Exercise requirements
Please output the entries below from the line that contains "toilet bowl, indicate" through the final line, reproduced exactly and alone.

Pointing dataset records
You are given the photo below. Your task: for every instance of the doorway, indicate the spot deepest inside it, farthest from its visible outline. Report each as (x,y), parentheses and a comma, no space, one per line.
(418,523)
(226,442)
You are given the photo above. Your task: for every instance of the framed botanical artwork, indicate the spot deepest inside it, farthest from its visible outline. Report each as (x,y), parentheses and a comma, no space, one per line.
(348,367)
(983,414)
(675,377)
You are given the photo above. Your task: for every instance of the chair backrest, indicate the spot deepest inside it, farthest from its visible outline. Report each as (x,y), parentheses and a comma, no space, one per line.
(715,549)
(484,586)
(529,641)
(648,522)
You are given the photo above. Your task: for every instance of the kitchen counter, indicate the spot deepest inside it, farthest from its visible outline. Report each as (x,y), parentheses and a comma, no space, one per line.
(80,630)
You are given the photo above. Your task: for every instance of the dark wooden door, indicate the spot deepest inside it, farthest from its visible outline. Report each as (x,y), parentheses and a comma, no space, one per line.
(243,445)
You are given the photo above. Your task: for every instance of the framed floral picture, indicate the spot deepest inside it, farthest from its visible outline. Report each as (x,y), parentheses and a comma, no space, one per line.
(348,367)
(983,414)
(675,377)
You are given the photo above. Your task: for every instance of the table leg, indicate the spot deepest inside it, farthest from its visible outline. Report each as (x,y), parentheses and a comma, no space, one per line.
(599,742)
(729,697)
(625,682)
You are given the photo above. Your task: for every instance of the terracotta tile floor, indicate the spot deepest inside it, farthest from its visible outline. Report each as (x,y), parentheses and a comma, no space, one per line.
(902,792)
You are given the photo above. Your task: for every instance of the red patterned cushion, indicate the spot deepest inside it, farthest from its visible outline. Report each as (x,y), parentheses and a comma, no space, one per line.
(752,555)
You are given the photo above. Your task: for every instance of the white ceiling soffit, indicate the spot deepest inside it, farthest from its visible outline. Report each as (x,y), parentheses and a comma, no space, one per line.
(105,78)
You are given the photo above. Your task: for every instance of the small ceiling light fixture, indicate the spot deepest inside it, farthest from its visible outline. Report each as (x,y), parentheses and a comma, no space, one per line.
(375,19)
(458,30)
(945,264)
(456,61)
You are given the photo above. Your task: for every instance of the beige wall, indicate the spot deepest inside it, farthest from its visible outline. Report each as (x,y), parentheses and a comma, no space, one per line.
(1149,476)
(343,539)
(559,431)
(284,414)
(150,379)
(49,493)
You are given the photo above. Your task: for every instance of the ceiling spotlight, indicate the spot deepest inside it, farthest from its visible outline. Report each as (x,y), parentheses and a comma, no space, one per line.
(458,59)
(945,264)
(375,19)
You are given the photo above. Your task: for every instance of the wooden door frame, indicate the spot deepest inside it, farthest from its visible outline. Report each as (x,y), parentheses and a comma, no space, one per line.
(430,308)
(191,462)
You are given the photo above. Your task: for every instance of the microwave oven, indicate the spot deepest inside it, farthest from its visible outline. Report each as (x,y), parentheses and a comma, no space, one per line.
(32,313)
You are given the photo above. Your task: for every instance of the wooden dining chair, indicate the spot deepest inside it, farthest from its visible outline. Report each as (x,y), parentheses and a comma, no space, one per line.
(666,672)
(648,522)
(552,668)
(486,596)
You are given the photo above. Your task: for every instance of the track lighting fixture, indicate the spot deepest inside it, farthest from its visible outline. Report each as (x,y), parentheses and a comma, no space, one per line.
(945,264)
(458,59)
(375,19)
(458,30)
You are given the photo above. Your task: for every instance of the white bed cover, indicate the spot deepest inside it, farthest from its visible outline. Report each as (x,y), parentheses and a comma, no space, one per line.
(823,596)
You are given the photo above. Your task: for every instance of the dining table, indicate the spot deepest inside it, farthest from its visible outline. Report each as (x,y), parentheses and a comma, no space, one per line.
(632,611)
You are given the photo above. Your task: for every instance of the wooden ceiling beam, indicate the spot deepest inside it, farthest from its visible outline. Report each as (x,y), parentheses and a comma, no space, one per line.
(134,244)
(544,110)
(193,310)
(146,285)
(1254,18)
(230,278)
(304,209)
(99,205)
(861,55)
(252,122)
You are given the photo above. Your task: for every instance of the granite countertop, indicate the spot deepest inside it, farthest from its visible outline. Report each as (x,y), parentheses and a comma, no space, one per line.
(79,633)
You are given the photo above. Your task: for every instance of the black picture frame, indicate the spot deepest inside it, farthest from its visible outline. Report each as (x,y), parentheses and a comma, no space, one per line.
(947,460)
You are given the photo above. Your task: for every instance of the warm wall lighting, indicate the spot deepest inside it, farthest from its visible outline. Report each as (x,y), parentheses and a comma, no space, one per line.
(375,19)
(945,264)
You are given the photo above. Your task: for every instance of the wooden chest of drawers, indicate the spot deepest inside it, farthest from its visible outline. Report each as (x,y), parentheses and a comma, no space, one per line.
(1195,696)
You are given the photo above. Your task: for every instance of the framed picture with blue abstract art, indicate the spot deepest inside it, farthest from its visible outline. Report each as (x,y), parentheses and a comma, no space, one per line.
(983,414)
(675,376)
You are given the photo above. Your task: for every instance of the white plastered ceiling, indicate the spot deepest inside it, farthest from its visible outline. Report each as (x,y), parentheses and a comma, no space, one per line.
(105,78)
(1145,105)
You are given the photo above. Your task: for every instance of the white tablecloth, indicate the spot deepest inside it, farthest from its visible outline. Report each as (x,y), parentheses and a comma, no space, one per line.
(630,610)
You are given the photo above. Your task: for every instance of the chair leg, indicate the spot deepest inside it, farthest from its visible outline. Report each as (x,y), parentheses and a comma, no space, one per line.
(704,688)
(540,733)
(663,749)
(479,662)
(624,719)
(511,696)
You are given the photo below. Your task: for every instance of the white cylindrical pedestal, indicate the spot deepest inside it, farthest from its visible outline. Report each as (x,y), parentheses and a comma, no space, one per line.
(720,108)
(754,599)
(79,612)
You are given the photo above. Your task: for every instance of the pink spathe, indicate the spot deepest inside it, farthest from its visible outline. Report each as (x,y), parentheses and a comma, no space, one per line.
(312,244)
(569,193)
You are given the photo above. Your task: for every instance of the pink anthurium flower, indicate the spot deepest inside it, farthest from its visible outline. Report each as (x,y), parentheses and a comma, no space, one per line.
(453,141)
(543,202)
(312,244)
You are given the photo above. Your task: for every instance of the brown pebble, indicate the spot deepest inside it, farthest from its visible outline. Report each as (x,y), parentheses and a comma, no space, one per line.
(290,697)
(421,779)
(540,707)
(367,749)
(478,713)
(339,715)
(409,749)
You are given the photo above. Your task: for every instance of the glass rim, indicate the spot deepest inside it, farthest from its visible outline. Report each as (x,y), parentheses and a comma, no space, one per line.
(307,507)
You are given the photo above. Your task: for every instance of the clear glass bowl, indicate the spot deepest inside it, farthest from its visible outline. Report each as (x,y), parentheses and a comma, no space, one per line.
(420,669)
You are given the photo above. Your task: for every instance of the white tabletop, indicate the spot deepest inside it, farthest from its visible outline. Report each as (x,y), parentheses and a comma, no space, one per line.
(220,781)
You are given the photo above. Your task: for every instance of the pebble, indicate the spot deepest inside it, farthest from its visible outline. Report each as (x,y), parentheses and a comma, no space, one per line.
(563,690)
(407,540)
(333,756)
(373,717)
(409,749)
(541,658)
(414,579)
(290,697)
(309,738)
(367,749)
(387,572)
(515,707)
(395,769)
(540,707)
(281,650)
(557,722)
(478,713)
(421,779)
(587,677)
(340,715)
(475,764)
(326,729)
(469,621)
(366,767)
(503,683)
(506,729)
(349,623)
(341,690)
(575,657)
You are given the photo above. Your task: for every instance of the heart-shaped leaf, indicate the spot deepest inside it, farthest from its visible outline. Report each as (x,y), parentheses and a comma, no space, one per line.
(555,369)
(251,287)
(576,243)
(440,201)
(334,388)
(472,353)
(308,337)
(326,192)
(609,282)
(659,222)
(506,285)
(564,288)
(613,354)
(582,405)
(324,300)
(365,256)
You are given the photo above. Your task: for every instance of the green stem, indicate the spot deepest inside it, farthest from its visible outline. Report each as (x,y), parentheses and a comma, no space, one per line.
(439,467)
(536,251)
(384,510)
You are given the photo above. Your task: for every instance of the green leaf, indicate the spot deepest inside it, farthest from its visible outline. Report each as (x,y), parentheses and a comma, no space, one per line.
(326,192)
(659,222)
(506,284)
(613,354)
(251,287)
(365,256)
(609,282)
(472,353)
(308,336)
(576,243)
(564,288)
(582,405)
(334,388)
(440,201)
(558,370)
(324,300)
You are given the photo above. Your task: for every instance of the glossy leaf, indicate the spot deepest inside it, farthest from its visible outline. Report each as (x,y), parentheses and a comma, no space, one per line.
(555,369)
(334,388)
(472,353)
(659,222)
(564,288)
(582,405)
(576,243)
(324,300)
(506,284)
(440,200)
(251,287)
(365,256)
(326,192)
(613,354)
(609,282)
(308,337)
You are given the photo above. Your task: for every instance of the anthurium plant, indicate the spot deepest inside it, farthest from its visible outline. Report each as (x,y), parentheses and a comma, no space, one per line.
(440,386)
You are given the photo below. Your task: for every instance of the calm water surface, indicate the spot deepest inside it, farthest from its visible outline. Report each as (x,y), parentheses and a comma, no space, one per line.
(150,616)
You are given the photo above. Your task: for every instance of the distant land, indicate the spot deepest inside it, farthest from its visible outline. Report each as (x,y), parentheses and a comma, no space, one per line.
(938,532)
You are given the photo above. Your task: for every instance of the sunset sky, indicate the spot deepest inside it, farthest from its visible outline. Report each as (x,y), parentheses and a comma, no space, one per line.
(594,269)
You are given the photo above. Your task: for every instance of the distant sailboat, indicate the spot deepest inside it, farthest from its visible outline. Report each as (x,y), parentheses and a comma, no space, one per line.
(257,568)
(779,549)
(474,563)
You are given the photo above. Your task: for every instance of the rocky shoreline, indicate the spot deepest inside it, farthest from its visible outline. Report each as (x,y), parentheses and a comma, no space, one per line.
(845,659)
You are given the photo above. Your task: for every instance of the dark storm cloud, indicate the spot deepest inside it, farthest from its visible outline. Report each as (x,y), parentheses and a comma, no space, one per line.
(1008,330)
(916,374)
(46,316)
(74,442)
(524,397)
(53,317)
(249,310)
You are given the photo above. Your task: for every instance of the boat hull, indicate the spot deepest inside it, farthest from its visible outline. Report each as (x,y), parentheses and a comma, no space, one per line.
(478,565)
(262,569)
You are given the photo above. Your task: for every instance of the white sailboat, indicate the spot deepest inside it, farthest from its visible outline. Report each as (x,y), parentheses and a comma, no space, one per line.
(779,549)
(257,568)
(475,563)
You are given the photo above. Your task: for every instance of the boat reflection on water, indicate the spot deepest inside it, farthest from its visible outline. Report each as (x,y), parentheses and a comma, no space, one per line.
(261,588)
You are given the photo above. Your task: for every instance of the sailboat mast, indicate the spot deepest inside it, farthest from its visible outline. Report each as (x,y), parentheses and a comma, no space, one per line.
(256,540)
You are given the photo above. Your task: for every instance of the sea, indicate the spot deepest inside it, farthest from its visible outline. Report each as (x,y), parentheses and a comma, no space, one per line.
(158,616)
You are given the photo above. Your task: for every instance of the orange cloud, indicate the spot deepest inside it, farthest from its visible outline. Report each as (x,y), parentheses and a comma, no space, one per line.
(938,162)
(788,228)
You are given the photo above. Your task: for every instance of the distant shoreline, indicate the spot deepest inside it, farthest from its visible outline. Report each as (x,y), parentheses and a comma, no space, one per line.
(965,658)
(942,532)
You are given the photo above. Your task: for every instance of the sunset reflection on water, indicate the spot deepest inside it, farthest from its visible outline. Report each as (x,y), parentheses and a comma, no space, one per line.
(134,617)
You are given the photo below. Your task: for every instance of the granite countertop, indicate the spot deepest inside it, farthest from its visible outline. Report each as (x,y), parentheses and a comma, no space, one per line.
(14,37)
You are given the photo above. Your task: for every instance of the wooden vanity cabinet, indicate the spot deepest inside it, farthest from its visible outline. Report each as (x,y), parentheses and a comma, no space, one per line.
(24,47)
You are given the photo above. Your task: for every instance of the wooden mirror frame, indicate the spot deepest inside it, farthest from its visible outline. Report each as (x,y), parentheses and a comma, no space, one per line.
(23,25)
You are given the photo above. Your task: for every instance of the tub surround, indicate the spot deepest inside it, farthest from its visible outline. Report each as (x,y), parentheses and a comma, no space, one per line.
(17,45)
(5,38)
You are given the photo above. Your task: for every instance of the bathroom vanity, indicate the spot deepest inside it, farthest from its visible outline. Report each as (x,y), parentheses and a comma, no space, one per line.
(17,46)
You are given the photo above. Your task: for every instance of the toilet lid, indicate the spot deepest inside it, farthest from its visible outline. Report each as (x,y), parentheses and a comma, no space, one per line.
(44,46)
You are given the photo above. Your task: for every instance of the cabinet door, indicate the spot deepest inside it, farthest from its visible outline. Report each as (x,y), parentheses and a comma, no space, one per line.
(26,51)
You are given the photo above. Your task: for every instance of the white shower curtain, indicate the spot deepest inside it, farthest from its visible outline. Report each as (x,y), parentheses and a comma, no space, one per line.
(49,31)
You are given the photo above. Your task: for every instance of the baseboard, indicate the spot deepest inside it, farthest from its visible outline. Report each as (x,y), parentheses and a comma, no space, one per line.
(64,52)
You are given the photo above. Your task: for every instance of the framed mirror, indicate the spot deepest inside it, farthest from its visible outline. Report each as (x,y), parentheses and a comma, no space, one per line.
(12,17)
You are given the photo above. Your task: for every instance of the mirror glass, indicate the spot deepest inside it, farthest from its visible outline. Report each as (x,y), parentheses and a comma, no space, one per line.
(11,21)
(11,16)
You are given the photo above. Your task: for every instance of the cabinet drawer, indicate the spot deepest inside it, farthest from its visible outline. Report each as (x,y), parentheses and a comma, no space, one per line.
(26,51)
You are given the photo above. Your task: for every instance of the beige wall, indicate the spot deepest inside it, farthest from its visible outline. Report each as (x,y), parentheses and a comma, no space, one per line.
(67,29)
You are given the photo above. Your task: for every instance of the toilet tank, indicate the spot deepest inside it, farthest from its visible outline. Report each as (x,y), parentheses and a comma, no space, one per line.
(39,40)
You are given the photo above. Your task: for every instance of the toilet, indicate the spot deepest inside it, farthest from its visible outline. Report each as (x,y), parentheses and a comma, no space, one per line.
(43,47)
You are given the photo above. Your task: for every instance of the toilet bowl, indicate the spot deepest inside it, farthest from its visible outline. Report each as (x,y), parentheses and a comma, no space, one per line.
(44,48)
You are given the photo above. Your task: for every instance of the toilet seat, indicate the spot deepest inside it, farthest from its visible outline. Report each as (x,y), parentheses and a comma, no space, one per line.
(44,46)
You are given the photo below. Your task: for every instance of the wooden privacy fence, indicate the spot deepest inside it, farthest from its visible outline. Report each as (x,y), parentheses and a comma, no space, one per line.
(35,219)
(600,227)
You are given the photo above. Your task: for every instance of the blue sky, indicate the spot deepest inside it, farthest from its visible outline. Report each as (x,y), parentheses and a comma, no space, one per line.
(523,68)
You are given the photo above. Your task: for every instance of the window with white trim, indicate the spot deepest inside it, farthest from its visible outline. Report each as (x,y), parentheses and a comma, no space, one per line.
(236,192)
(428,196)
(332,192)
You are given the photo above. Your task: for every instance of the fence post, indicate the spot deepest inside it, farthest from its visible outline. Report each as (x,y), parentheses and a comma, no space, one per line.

Finished task
You are given the photo above. Your task: for every instance of the toilet bowl, indicate the spot deepest inside it, farthest from its visible outline. Report each as (x,y), parentheses and a comma, no space, one per line.
(44,48)
You are given the photo above. Your task: for every instance of the toilet seat, indicate the spot deepest inside it, farthest from its visible outline. Report each as (x,y), parentheses and a comma, no space, one per line.
(44,46)
You are given the photo below. Your task: for every instance of the wooden privacy fence, indicate the spot deepest inside it, farthest from its visible outline. Report each as (x,y), parentheses and a comma, no space, one per line.
(35,219)
(600,227)
You are given the photo above. Your task: for every instance of the blue sky, indicate the spot deepest inside it, farthest from its visible outline. Report each as (x,y), parentheses and a comma, no space, one per line.
(523,68)
You are given the photo above. Your task: for every instance of the window with white trim, indicate the spot deepest inside it, farthest from its visible outline. Report each as (x,y), parentheses and a comma, no space, one per line.
(236,192)
(428,196)
(332,192)
You are given the photo above. Your task: for every instance of the fence post, indicate the spot deepest inside it, farthest from its visible outline. Report each as (x,y), parentheses and a comma, no space, one per line.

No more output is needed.